- _Aim_
Please copy out every line of the records below word for word, leaving out the pictures.

- _Information shown_

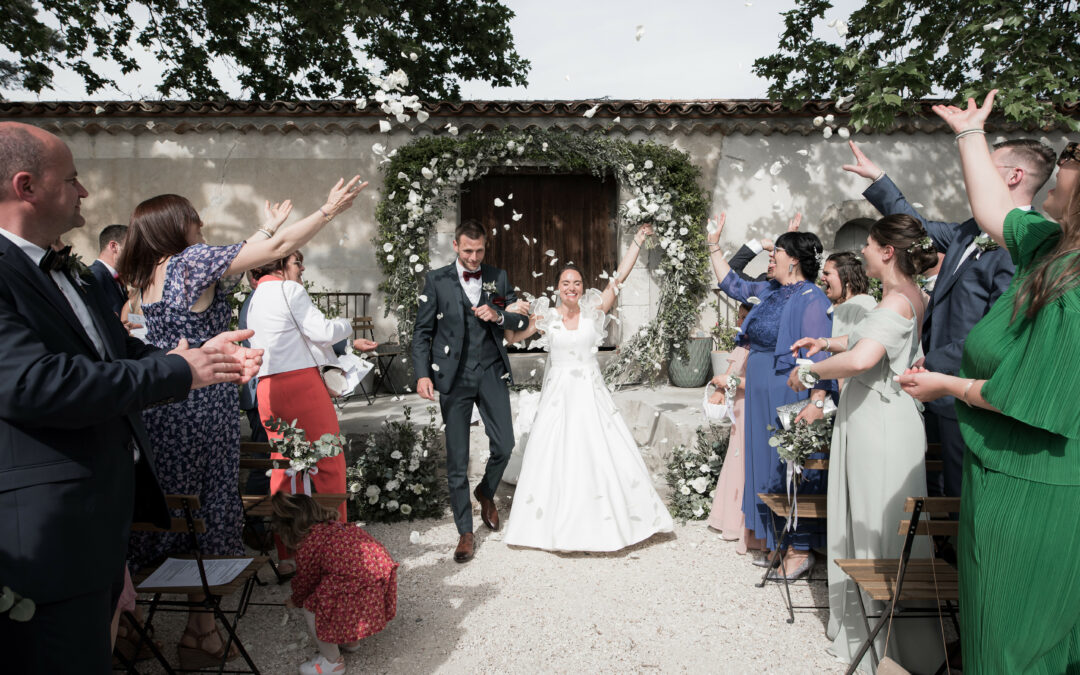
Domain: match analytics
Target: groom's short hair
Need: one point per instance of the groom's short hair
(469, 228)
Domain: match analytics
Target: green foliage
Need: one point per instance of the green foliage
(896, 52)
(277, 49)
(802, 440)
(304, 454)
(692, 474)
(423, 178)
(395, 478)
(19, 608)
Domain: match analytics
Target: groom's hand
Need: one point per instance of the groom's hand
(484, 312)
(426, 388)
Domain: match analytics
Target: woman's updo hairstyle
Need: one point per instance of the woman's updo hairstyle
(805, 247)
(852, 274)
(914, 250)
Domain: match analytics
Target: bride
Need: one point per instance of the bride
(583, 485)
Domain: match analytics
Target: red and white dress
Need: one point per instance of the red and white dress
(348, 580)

- _Solution for this problem_
Domain: match analytics
Target: groom's short hair
Need: one point per instance of the groom's short hair
(469, 228)
Domain: match analytics
Target: green foliage
Need: one point per instance of the green foliage
(896, 52)
(277, 49)
(802, 440)
(304, 454)
(692, 474)
(423, 178)
(395, 478)
(19, 608)
Domain: match analytics
Target: groom's hand
Need: one point per instance of the groom's hand
(484, 312)
(426, 388)
Domain: match analytics
Target: woman's updo hairstyle
Need: one point per instance of the woman's updo hairstyle
(805, 247)
(852, 274)
(914, 250)
Domain: match analytics
Target: bride
Need: one point per instance of the bride
(583, 485)
Domain: match analytics
Target: red and white dress
Need: one point per instance of the red and white dress
(348, 580)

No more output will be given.